Excerpts from a location annotation dataset

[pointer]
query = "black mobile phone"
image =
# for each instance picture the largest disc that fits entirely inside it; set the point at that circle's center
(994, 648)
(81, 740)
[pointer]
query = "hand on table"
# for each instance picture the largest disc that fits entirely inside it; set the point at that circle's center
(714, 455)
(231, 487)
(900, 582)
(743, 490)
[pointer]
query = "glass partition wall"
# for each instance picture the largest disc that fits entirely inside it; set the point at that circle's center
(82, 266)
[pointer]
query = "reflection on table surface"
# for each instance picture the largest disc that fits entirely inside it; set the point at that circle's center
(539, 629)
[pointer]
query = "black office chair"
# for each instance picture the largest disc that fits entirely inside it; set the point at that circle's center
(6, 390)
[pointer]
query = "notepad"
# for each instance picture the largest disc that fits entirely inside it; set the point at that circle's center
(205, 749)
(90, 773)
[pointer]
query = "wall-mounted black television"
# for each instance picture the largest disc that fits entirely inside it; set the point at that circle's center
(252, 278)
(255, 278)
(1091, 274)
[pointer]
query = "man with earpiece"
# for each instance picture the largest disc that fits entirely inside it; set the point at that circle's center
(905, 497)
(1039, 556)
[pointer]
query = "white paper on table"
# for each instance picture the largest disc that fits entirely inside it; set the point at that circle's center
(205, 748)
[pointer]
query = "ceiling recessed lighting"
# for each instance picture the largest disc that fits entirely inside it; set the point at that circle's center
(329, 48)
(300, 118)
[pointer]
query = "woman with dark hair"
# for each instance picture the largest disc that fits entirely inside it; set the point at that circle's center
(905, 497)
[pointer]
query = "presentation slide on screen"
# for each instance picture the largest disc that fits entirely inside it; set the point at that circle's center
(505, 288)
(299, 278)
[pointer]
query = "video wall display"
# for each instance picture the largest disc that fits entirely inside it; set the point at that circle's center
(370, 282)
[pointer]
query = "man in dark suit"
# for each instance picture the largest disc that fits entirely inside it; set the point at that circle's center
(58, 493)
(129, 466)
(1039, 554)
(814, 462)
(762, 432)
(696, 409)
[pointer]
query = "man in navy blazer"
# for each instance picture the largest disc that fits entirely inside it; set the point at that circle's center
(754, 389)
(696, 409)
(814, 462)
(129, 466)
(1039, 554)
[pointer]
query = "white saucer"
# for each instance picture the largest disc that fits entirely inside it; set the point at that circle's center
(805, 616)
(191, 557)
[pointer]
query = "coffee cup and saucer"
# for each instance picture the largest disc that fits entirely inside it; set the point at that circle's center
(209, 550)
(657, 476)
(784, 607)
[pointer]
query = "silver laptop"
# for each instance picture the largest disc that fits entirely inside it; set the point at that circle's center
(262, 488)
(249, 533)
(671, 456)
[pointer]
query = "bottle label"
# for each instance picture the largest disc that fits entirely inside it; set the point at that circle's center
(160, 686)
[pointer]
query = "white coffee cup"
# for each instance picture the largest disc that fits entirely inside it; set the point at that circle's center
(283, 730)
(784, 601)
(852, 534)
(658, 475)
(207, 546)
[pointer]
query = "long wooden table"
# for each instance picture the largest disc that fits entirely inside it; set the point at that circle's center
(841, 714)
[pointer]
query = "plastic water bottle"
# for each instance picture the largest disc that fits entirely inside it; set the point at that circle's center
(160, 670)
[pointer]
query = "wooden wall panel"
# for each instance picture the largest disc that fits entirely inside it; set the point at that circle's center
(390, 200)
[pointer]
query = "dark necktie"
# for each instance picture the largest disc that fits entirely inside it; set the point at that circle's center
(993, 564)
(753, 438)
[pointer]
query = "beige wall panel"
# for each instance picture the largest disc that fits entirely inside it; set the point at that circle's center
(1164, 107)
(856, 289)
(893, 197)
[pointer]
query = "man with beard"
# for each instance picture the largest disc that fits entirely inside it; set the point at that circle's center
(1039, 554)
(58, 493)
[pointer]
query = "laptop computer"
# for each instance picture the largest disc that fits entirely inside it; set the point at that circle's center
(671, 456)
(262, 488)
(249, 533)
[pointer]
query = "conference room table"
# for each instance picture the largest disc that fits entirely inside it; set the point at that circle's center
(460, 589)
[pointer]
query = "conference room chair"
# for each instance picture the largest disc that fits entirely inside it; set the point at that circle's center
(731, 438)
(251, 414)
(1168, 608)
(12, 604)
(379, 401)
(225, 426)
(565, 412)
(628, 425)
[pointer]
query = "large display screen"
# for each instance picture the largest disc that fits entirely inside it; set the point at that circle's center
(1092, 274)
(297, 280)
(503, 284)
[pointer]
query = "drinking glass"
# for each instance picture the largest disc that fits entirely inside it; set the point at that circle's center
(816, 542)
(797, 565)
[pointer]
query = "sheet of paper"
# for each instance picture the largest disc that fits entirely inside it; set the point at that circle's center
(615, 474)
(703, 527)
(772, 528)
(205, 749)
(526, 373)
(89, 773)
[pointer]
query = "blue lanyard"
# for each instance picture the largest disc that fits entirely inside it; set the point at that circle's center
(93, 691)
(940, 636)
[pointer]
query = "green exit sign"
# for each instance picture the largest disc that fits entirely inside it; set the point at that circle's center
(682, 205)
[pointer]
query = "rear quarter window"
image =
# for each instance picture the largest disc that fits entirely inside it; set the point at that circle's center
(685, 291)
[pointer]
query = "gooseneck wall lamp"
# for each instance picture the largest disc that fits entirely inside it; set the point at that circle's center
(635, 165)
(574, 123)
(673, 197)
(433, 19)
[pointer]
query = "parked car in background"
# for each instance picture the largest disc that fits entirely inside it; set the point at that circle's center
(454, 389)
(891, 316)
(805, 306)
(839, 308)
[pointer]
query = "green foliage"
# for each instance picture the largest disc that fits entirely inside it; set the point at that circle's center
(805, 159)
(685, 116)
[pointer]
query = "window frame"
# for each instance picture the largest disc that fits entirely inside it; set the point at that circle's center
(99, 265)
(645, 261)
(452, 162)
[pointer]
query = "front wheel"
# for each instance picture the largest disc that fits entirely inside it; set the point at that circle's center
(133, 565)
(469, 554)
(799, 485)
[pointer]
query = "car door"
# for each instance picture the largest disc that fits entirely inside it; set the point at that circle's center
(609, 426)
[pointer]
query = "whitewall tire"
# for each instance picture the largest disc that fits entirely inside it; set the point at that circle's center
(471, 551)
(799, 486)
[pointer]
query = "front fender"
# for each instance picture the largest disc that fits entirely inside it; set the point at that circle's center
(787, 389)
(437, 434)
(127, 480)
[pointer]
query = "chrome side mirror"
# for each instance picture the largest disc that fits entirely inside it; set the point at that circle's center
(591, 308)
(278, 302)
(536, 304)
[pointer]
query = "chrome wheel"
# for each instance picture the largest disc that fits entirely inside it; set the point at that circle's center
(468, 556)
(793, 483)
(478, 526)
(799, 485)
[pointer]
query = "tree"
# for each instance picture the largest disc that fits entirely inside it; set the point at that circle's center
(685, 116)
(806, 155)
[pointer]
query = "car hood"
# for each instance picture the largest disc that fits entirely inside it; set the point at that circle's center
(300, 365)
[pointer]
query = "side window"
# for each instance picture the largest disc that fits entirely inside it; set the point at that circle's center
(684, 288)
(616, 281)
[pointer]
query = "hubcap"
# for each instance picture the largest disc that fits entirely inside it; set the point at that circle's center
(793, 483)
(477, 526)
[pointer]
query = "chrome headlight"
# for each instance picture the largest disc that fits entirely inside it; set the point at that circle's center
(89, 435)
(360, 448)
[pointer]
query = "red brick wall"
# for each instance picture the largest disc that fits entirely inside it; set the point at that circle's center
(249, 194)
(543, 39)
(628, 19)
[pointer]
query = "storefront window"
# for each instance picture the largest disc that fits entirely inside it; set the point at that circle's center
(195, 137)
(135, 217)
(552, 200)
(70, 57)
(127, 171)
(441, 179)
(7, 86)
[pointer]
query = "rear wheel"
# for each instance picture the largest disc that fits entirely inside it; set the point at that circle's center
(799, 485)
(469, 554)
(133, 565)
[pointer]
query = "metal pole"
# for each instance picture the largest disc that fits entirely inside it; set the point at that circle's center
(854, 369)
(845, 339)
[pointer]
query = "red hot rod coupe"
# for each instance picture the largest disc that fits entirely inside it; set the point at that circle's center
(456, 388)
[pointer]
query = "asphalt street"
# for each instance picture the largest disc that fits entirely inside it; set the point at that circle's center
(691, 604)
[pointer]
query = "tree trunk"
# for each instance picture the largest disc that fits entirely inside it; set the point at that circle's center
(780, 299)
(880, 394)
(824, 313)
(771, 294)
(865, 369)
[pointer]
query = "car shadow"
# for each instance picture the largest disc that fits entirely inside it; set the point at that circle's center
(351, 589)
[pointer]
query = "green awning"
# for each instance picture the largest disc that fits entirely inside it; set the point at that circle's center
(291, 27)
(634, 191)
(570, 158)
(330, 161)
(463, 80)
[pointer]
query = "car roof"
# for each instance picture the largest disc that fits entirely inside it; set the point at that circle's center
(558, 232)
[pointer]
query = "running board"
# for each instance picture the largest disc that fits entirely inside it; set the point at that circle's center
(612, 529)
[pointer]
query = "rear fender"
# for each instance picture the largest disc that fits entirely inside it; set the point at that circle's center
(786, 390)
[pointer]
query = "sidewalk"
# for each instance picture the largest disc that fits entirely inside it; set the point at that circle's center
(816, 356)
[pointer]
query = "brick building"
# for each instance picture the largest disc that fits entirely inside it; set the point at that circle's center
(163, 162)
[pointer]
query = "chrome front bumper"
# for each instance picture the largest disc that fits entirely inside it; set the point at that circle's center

— DO THIS —
Filter the listing above down to the lines that contain the string "display", treating uppercase and lowercase letters as different.

— EXERCISE RESULT —
query = "video wall display"
query = "large display screen"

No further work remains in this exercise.